Set task: List each line of the listing below that contains the string "flock", copying every such line in full. Matching is case-sensitive.

Lines of data:
+ + + + +

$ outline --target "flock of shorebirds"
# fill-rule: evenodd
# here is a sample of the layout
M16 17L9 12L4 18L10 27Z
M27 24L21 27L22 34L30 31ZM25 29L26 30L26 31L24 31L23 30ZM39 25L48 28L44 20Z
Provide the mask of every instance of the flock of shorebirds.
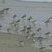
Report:
M2 9L2 10L0 11L0 17L4 17L4 16L8 13L9 9L10 9L10 8ZM5 14L5 13L6 13L6 14ZM18 34L19 22L21 21L21 19L24 20L24 18L26 18L27 16L26 16L26 14L24 14L24 15L21 17L21 19L18 19L18 20L15 20L16 17L17 17L17 15L14 14L14 15L13 15L13 22L11 22L10 25L11 25L11 26L14 26L15 32ZM36 26L35 23L37 22L37 20L31 21L31 20L32 20L32 16L28 17L27 20L29 21L29 23L32 23L32 24L33 24L33 27ZM48 24L50 23L50 20L52 20L52 17L49 17L48 20L46 20L44 23L48 26ZM23 21L23 23L25 23L25 22ZM1 28L2 28L2 25L0 24L0 30L1 30ZM34 28L34 29L35 29L35 28ZM8 28L8 29L7 29L7 32L10 32L10 30L11 30L11 29ZM36 33L40 32L41 30L42 30L42 28L39 27L38 29L36 29ZM35 37L35 35L36 35L35 32L33 32L32 34L30 34L30 33L32 32L32 26L31 26L31 25L28 26L28 27L24 25L24 26L23 26L23 29L21 29L20 32L22 32L24 35L27 34L27 35L25 35L25 36L26 36L26 39L32 39L32 41L33 41L33 39L35 39L35 42L36 42L36 41L39 41L39 42L40 42L40 45L42 44L42 43L41 43L42 40L45 40L45 39L46 39L46 38L41 37L41 36ZM46 35L46 36L49 36L50 34L51 34L51 32L46 32L46 33L44 33L44 35ZM52 34L51 34L51 36L52 36ZM34 42L34 41L33 41L33 42ZM35 43L35 42L34 42L34 43ZM21 44L20 44L21 46L22 46L22 44L24 44L23 41L20 41L20 43L21 43ZM52 47L52 45L49 45L49 46ZM45 48L45 47L42 47L42 46L41 46L40 49L43 49L43 48Z

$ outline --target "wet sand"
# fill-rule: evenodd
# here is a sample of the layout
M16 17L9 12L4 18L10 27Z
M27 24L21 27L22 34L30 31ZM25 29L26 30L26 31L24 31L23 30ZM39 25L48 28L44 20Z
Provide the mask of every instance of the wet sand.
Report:
M31 46L30 41L25 42L25 46L19 47L18 44L18 36L0 33L0 52L39 52L38 48L34 48ZM19 38L20 40L20 38Z

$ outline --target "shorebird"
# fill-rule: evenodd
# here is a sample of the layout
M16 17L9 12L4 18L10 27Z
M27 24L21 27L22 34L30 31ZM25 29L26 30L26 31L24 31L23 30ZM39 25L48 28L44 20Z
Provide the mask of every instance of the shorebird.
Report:
M2 28L2 25L0 24L0 30L1 30L1 28Z
M26 14L24 14L21 18L25 18L26 17Z
M11 29L10 29L10 28L8 28L8 29L7 29L7 32L10 32L10 30L11 30Z
M0 17L4 17L5 13L4 13L4 9L0 11Z
M16 15L16 14L14 14L14 15L13 15L13 18L16 18L16 17L17 17L17 15Z
M32 16L30 16L27 20L29 20L29 21L30 21L31 19L32 19Z
M49 45L50 47L52 47L52 45Z
M20 19L18 19L16 22L20 22Z
M42 28L38 28L36 31L39 32L39 31L41 31L41 30L42 30Z
M44 35L46 35L46 36L50 36L50 34L51 34L51 32L46 32Z
M45 21L44 23L46 24L46 26L48 26L50 20L48 19L47 21Z
M19 41L19 47L23 47L24 46L24 41Z

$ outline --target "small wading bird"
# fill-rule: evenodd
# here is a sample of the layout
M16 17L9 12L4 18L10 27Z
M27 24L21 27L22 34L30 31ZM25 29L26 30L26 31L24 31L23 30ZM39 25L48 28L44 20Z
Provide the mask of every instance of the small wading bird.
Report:
M18 20L16 21L16 23L18 23L18 22L20 22L20 19L18 19Z
M45 52L45 48L46 48L46 47L40 47L40 51L41 51L41 52Z
M25 33L26 33L26 26L24 26L24 28L22 30L20 30L20 31L23 33L23 35L25 35Z
M45 33L44 35L46 35L46 36L50 36L51 35L51 32L47 32L47 33Z
M10 30L11 30L11 29L10 29L10 28L8 28L8 29L7 29L7 32L10 32Z
M5 8L4 11L6 12L6 14L8 14L10 8Z
M5 16L4 10L1 10L1 11L0 11L0 17L4 17L4 16Z
M41 30L42 30L41 28L38 28L36 31L39 32L39 31L41 31Z
M36 22L36 20L33 20L33 21L32 21L33 26L35 26L35 25L36 25L36 24L35 24L35 22Z
M44 23L46 24L46 26L48 26L50 20L48 19L47 21L45 21Z
M32 33L32 34L31 34L31 37L34 37L35 35L36 35L35 33Z
M26 17L26 14L24 14L21 18L25 18Z
M32 19L32 16L30 16L27 20L29 20L29 21L30 21L31 19Z
M4 16L5 16L5 12L6 12L6 14L7 14L8 11L9 11L9 9L10 9L10 8L5 8L5 9L1 10L1 11L0 11L0 17L4 17Z
M49 45L50 47L52 47L52 45Z
M24 41L19 41L19 47L23 47L24 46Z
M1 28L2 28L2 25L0 24L0 30L1 30Z
M13 15L13 18L16 18L16 17L17 17L17 15L16 15L16 14L14 14L14 15Z

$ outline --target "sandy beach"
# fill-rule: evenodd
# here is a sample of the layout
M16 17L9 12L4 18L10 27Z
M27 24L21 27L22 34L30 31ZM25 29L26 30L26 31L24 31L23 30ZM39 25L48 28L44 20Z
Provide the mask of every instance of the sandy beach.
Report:
M30 41L23 47L18 46L18 36L0 33L0 52L39 52L38 48L31 46Z

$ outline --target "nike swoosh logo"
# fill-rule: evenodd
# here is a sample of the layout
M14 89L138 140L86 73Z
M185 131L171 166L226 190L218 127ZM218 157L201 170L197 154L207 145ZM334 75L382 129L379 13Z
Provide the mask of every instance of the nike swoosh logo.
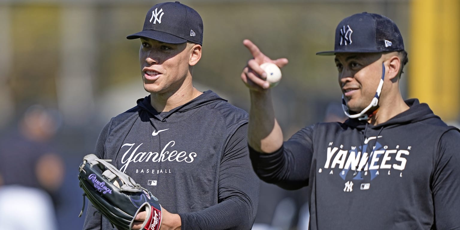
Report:
M161 130L158 130L158 131L154 130L153 132L152 133L152 136L156 136L158 135L158 133L159 133L160 132L164 131L165 130L167 130L168 129L163 129Z
M367 144L369 143L369 141L371 140L374 140L374 139L377 139L378 138L381 138L382 136L379 136L378 137L369 137L368 138L366 138L364 140L364 144Z

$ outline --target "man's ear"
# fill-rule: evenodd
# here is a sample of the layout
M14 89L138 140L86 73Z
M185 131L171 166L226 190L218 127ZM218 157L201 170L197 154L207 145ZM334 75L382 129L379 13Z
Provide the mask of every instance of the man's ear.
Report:
M194 66L198 63L201 59L201 45L197 44L194 44L191 48L191 52L190 53L190 59L189 60L189 64Z
M397 55L394 55L391 56L389 58L388 58L388 75L385 76L385 78L388 77L390 80L393 81L395 80L397 80L397 78L395 79L395 78L397 78L399 75L399 73L401 72L401 60L399 59L399 57Z

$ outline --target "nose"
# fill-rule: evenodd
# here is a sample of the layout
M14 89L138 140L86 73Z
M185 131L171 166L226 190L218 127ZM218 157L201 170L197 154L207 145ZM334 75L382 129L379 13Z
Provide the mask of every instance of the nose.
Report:
M350 69L344 68L339 73L339 81L342 84L350 81L353 79L353 74Z
M157 64L160 62L158 56L155 54L155 52L150 51L145 53L145 62L149 64Z

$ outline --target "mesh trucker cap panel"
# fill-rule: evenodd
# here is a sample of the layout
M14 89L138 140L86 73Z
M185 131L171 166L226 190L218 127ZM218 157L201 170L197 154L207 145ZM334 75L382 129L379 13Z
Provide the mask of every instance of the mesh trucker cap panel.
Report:
M336 29L334 50L318 52L316 54L334 55L337 53L403 50L402 37L391 19L380 14L363 12L342 20Z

+ + + + +

Written answer:
$ outline --target "flock of shorebirds"
Provide the mask of every instance of the flock of shorebirds.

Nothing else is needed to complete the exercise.